*** Entries shown Section Begins ***

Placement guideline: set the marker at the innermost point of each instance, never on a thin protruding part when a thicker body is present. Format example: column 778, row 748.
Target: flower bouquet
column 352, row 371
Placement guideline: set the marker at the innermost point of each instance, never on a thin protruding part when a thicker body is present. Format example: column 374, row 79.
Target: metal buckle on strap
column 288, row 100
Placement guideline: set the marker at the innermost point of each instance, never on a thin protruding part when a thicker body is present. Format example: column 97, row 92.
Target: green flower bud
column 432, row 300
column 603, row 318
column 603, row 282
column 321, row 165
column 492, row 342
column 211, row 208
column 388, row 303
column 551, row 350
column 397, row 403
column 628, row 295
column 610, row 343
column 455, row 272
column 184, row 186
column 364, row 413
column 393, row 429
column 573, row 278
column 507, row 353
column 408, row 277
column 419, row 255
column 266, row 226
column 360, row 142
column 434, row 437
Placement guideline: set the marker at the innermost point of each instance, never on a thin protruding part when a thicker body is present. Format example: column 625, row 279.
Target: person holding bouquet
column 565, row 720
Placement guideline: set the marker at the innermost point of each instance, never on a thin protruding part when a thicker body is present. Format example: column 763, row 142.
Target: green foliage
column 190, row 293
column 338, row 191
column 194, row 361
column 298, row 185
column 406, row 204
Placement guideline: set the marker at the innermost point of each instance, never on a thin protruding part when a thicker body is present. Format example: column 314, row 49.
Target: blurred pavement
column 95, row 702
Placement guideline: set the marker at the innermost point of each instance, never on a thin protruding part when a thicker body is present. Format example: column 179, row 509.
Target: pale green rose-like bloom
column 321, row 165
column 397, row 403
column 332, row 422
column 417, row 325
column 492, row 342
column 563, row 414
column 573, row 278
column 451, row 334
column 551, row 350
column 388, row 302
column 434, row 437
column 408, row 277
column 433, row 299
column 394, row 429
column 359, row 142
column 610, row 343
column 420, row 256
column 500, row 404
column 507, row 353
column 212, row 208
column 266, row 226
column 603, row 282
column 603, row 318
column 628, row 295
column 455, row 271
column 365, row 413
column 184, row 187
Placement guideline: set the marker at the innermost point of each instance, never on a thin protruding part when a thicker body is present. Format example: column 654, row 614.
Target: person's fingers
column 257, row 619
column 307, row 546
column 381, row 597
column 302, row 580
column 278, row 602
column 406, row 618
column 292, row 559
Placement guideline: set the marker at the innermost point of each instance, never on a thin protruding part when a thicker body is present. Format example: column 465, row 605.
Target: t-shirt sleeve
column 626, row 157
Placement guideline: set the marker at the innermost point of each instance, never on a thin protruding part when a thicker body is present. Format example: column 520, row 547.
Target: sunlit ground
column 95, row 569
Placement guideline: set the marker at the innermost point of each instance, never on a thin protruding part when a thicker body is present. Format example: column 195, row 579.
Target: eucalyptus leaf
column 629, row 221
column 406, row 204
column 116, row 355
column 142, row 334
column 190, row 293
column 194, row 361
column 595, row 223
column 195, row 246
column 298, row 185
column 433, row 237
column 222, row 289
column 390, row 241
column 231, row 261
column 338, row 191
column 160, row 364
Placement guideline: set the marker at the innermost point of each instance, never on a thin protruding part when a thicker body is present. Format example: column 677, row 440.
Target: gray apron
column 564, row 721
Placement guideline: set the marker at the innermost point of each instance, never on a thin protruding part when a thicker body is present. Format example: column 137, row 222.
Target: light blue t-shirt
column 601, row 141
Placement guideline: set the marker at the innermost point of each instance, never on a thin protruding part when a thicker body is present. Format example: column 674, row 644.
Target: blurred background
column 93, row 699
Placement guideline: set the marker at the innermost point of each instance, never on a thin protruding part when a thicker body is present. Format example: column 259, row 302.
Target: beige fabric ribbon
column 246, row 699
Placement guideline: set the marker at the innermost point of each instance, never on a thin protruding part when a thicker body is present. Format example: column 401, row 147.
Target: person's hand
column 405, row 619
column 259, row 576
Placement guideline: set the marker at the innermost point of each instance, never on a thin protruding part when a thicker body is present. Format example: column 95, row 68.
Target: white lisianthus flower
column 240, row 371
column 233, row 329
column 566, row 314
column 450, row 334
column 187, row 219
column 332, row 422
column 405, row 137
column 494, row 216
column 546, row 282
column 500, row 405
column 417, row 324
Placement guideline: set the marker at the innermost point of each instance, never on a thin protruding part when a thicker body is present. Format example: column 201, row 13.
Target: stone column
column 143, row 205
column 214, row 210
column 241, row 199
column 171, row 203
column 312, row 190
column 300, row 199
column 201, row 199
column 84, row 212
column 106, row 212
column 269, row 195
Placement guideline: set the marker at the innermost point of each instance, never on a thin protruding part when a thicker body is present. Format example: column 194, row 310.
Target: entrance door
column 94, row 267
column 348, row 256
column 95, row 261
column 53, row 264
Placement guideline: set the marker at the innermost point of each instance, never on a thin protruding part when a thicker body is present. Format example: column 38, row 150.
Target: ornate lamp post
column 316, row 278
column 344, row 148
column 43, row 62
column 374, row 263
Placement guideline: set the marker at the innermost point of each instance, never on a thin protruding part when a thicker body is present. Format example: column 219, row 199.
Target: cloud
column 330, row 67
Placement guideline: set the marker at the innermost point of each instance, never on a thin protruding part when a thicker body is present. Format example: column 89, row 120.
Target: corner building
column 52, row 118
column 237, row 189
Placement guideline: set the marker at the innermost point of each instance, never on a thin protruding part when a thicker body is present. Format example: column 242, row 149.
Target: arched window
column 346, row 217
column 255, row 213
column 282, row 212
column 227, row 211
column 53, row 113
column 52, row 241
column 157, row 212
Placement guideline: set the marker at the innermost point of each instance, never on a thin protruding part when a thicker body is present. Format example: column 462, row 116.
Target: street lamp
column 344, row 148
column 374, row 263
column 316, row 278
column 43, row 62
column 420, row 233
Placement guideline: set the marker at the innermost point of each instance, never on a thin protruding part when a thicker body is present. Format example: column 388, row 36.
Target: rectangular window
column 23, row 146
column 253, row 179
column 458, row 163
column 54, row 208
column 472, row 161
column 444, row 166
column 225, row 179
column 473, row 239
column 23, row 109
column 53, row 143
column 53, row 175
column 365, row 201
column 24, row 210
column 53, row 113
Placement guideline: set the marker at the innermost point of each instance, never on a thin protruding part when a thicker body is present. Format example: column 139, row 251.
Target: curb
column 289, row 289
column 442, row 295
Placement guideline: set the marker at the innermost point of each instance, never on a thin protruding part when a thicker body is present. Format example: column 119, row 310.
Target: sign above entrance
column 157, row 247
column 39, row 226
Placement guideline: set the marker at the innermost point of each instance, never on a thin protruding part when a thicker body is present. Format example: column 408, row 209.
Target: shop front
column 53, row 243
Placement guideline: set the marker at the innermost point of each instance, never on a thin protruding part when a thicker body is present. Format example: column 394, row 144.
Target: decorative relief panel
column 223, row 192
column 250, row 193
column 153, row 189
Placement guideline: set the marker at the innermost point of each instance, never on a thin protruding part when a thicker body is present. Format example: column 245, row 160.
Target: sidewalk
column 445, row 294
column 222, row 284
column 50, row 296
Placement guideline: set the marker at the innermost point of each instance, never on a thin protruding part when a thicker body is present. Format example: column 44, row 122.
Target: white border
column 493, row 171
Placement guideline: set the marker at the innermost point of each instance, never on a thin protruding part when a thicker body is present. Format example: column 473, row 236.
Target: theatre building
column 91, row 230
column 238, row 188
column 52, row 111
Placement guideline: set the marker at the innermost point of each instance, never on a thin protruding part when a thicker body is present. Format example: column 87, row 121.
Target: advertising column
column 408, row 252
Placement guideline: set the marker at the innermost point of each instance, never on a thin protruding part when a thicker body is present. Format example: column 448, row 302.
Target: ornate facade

*** Entries shown Section Ends ***

**Activity:**
The lines to copy run from the first line of the entries to the line containing "179, row 509."; copy them exactly and output nothing else.

**Result of the exercise:**
Placement guideline: set the marker at the innermost point of each instance, never on a thin protruding part when a thicker body is present. Format example: column 778, row 748.
Target: flower bouquet
column 352, row 371
Placement guideline: set the marker at the innermost point of each instance, never on a thin protruding part when a thicker body is present. Format example: column 374, row 79.
Target: metal buckle on strap
column 288, row 100
Placement guideline: set the marker at the innermost point of each instance, never on a thin protruding part when a thicker body is present. Format example: column 97, row 92.
Target: green flower bud
column 432, row 300
column 603, row 318
column 603, row 282
column 321, row 165
column 492, row 342
column 211, row 208
column 388, row 303
column 551, row 350
column 397, row 403
column 628, row 295
column 610, row 343
column 455, row 272
column 184, row 186
column 364, row 413
column 393, row 429
column 573, row 278
column 507, row 353
column 408, row 277
column 419, row 255
column 266, row 226
column 360, row 142
column 434, row 437
Placement guideline: set the marker at the innermost point of each instance, never on a thin protruding part when a thicker body is present. Format example: column 625, row 279.
Target: person holding bouquet
column 565, row 720
Placement guideline: set the marker at the innermost point of each instance, never on a thin protruding part when a thicker body is present. Format example: column 763, row 142.
Target: green foliage
column 190, row 293
column 338, row 191
column 194, row 361
column 298, row 185
column 406, row 204
Placement guideline: set the marker at the innermost point of each instance, never on a thin protruding part when a thicker body is present. Format example: column 314, row 49.
Target: blurred pavement
column 95, row 702
Placement guideline: set the marker at the innermost point of each instance, never on a thin protruding part when a thicker body is present. Format example: column 179, row 509.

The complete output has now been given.